» Given passage:
================================

Jaa


Auto-Vectorizer in Visual Studio 2012 – Did It Work?

 

If you’ve not read previous posts in this series about auto-vectorization, you may want to begin at the beginning.

This post will explain how to find out which loops in your C++ program were auto-vectorized.   Here is an example program, stored in a file called Source.cpp, with which to experiment:

  1. int main() {
  2.   const int N = 50;           // array dimensions
  3.   int a[N], b[N], c[N];
  4.   for (int n = 0; n < N; ++n) a[n] = b[n] * c[n];
  5. }

To keep things simple, I have missed out code to initialize the arrays b or c.  However, that doesn’t matter for the purpose of this post.

Running from the Command Line

Let’s start by running this program from the command-line (we’ll explain what to do in the Visual Studio IDE in a few minutes).

cl /c /O2 /Qvec-report:1 Source.cpp

This command tells the compiler to compile Source.cpp, but not to go on and link (that’s the /c switch). The /O2 switch tells the compiler to generate code that is optimized for speed.  This is crucial: the auto-vectorizer kicks in only when you enable optimization.  Finally, the /Qvec-report:1 switch tells the compiler to report which loops were successfully vectorized.  (Remember that these command-line switches are case-sensitive: so spell them as shown).  And here is the output:

Microsoft (R) C/C++ Optimizing Compiler Version 17.00.50520 for x64
Copyright (C) Microsoft Corporation. All rights reserved.

source.cpp

--- Analyzing function: main
c:\source.cpp(4) : loop vectorized

This confirms that the loop on line 4 of Source.cpp, was indeed vectorized.

Please note that the /Qvec-report:1 switch is not present in the Beta drop of VS 11 from February.  But it will be included into the next public drop, available soon.

================================

» Listing:
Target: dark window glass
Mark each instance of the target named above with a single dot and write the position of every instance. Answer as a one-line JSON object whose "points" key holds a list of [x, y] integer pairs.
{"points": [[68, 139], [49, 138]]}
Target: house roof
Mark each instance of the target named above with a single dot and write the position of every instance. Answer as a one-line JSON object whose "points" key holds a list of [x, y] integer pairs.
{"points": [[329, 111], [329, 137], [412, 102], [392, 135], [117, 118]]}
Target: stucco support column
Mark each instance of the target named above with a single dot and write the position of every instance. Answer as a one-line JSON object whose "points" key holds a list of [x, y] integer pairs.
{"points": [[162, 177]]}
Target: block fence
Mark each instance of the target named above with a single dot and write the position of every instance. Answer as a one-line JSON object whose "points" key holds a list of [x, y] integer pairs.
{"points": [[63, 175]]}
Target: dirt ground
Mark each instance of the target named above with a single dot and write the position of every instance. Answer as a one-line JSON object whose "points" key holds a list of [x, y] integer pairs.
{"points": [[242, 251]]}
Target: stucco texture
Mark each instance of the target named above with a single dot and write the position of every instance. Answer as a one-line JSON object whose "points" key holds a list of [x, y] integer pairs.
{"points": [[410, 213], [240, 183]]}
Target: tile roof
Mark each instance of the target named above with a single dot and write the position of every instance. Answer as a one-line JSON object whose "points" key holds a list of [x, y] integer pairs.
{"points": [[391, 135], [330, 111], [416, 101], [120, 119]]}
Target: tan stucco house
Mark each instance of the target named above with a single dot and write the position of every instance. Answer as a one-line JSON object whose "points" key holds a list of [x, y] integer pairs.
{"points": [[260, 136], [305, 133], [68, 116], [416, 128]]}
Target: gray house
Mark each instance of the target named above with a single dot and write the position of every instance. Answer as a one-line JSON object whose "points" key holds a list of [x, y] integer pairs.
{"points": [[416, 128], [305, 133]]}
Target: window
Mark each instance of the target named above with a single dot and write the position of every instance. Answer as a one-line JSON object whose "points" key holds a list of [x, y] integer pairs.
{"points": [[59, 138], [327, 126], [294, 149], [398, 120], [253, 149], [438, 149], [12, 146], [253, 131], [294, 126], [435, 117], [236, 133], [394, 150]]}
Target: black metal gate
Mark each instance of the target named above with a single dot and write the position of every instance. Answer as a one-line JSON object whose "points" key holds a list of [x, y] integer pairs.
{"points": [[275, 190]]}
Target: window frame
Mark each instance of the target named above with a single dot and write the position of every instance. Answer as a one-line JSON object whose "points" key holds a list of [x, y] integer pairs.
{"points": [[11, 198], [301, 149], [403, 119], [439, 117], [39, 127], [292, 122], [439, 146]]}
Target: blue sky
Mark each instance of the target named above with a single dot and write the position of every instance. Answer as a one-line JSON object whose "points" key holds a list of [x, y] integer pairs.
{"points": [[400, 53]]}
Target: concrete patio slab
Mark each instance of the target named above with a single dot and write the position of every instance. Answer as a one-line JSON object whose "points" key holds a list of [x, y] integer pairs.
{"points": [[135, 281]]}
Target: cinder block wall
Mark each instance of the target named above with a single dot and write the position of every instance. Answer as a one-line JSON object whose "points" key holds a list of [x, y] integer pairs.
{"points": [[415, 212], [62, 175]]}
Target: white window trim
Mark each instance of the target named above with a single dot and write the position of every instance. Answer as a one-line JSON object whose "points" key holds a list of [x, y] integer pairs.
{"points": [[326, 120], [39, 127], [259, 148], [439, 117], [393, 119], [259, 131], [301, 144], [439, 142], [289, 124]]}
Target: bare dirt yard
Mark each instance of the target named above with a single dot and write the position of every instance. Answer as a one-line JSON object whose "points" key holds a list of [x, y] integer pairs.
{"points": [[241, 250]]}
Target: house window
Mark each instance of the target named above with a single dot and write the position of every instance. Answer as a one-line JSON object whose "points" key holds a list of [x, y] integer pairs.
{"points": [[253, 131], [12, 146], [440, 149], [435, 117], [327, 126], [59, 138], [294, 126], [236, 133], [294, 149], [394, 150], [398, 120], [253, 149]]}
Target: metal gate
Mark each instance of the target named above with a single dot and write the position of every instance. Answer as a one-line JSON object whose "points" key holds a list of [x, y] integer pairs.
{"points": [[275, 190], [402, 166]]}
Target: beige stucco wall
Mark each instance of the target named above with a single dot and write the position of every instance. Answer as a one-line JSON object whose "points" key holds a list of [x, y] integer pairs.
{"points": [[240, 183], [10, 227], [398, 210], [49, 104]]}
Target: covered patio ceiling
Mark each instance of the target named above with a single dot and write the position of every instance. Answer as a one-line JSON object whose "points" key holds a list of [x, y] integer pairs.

================================

» Required actions:
**1.** Could you condense the paragraph in the auto-vectorizer post that begins "This command tells the compiler" into a short list that keeps its main facts?
**2.** Can you carry on the auto-vectorizer post from its final sentence?
The data shown here plays no part in this.

» The results:
**1.**
- /c: compiles Source.cpp without linking.
- /O2: generates code optimized for speed. This is essential because the auto-vectorizer runs only when optimization is enabled.
- /Qvec-report:1: reports which loops were successfully vectorized.
- The switches are case-sensitive, so they must be spelled as shown.

**2.**
The compiler also provides a /Qvec-report:2 switch.  This one tells you which loops were successfully auto-vectorized, and which were not, with a reason code.  Here is another snippet that includes a second loop (on line 5):

  1. int main() {
  2.   const int N = 50;           // array dimensions
  3.   int a[N], b[N], c[N];
  4.   for (int n = 0; n < N; ++n) a[n] = b[n] * c[n];
  5.   for (int n = 0; n < N; ++n) a[n] = a[n-1] + 7;
  6. }

And here is the corresponding report:

Microsoft (R) C/C++ Optimizing Compiler Version 17.00.50520 for x64
Copyright (C) Microsoft Corporation. All rights reserved.

source.cpp

--- Analyzing function: main
c:\source.cpp(4) : loop vectorized
c:\source.cpp(5) : loop not vectorized due to reason '1200'

As you can see, the compiler auto-vectorized the loop on line 4 (as before), but failed to auto-vectorize the one on line 5, with a reason code of 1200.  This loop is similar to Example 6 – Backward Dependency that we analyzed in a previous post.  Vectorizing this loop would produce wrong results, and the auto-vectorizer is smart enough to know this.

Before going on to explain the various reason codes, let’s catch up and explain how to request these results from the Visual Studio IDE.

Running from the IDE

For your project, select the “Release” (rather than “Debug”) configuration. (You can check the project properties to confirm that, under the covers, this sets the /O2 switch, just as we did above from the command-line).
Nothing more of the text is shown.